▶ [Goal]: From the forum thread about the Roberts School, reproduce verbatim the passage from "I'd like to" to "(Apr 19, 2004)".
---------- Page text
# Roberts School, Liverpool



## Douglas Dashwood-Howard (Aug 15, 2005)

Hello Everyone,
Can anybody tell me something about the ROBERTS SCHOOL in Liverpool (may not be the proper or complete name) which candidates for Mates' and Masters' exams attended in the 1930s, perhaps earlier, perhaps also later? 

My Dad, 'Jo' Dashwood-Howard, attended what he refers to in his diaries as the Roberts School, before taking his 2nd Mate's exam in1933, which he passed, and again for 2 months in 1937, intending to sit for his 1st Mate's Certificate. He was then told he hadn't done enough time as a watch-keeping officer and would have to make a further voyage, although, as he writes in his diary, he'd kept watch for 4 years, but only 14 months of that as 3rd Mate, which evidently wasn't enough. He decided to leave the sea and get married instead! 

I'd like to discover the full name of the school, where it was in Liverpool, and anything else of general interest.
Does anyone have a photo of it?

Do hope someone can help!

Douglas


----------



## R58484956 (Apr 19, 2004)

Ruud over to you, I bet you have not got a photo of the school, no doubt I shall have to eat my words.


----------



## ruud (Dec 6, 2004)

Ahoy,

For the moment no school or college by that name, should have been called otherwise?


----------
--------------------
---------- Data records
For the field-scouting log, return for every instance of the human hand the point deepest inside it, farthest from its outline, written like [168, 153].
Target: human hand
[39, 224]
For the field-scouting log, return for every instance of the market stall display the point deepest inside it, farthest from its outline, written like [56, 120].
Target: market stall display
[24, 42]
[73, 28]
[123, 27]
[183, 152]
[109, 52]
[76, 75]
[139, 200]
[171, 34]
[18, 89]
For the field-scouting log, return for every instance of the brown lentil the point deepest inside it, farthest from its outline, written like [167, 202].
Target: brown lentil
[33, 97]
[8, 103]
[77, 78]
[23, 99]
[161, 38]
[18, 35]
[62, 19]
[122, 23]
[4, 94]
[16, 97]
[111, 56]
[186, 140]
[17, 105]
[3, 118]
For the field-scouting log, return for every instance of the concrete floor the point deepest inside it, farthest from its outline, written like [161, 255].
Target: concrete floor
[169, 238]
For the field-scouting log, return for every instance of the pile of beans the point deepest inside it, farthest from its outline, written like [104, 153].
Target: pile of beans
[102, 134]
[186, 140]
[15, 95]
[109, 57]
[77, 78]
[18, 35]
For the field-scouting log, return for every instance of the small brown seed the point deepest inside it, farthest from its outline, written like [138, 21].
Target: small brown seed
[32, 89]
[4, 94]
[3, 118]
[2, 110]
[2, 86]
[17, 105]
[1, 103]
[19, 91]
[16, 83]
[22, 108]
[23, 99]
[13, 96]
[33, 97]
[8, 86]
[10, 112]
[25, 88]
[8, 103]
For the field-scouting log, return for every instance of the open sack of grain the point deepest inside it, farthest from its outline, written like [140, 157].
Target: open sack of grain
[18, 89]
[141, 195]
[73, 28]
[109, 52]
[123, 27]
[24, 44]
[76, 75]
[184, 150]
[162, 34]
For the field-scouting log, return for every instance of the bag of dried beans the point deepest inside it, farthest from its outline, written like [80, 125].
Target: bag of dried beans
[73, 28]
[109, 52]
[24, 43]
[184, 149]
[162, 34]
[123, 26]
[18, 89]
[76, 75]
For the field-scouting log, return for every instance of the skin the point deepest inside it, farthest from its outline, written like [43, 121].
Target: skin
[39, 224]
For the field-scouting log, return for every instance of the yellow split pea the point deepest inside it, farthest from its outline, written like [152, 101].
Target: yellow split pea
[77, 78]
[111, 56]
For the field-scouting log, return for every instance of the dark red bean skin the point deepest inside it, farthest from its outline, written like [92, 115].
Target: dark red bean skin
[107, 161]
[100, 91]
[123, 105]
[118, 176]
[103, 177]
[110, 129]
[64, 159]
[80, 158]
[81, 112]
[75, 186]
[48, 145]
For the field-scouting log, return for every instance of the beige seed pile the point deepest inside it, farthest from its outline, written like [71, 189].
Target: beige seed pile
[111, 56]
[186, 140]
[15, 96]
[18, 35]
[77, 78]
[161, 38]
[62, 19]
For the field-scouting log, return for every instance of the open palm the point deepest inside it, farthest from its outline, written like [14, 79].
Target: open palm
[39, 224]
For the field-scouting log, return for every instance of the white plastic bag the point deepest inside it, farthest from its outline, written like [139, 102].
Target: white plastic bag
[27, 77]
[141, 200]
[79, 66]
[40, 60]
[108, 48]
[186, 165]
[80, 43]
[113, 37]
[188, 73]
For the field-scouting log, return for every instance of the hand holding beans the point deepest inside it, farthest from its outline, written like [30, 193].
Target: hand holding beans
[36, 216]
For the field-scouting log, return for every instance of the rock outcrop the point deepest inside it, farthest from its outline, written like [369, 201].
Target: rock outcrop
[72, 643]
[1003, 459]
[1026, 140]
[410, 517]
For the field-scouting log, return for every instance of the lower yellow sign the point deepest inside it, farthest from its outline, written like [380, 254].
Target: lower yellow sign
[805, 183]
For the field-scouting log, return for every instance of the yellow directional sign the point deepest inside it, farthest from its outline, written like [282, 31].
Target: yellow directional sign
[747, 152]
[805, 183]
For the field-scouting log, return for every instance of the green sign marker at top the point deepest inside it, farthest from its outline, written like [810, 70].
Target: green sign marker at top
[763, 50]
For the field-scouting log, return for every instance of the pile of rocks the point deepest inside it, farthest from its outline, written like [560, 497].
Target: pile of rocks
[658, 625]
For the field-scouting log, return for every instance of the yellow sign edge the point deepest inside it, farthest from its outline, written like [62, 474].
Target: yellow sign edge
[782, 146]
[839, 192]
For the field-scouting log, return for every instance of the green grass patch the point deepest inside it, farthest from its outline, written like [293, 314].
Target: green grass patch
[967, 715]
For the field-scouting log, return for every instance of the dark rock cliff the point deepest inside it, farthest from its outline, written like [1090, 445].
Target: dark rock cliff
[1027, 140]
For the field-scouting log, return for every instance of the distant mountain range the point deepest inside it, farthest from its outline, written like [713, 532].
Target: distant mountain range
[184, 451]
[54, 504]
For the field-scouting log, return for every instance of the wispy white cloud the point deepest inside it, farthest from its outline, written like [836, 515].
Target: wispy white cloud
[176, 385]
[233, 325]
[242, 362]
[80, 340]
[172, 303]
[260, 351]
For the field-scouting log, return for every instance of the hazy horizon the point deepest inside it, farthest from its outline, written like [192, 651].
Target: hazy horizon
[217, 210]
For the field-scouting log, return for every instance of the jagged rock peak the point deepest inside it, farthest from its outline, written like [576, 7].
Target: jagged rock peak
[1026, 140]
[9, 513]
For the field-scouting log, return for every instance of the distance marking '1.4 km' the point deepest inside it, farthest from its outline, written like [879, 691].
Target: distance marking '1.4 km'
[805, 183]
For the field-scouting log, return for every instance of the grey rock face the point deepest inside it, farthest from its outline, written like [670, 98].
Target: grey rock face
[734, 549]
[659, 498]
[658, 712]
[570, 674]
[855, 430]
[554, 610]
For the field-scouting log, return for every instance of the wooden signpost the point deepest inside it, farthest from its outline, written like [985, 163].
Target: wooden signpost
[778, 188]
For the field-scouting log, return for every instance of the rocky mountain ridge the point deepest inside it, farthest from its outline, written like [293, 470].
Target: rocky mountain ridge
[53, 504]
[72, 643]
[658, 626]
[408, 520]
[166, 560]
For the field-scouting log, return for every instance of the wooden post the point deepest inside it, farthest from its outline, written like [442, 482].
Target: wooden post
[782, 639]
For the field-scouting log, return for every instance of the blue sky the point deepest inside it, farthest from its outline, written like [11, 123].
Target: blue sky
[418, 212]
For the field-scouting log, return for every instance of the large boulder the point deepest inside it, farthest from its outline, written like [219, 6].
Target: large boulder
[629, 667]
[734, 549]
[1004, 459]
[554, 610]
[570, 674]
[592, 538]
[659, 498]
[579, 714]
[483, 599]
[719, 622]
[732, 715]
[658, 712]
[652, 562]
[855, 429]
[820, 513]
--------------------
---------- Data records
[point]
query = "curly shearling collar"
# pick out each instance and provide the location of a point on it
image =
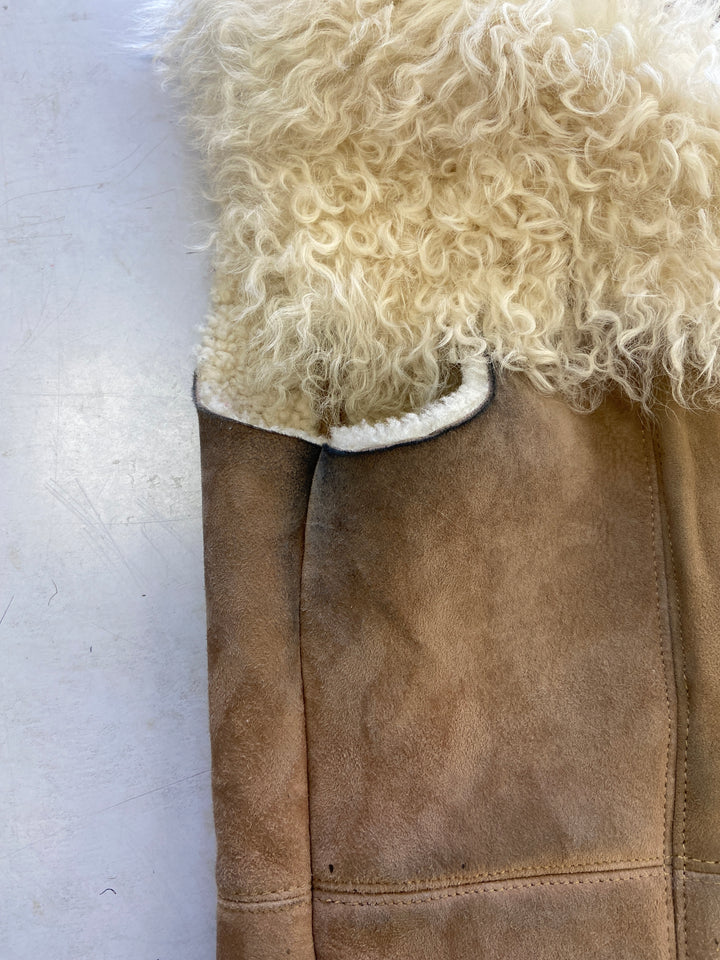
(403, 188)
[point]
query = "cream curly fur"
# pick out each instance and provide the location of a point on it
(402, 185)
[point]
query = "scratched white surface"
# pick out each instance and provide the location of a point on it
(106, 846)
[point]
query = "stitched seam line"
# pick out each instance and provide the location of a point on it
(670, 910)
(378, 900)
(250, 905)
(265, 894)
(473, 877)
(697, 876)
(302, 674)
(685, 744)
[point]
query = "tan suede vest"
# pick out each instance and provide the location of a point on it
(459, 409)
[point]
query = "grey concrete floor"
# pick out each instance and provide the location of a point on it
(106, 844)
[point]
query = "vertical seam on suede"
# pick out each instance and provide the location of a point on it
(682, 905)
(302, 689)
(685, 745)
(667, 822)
--------------------
▶ [Result of this task]:
I'd like to discover the full name of the school, where it was in Liverpool, and anything else of general interest.
Does anyone have a photo of it?

Do hope someone can help!

Douglas


----------



## R58484956 (Apr 19, 2004)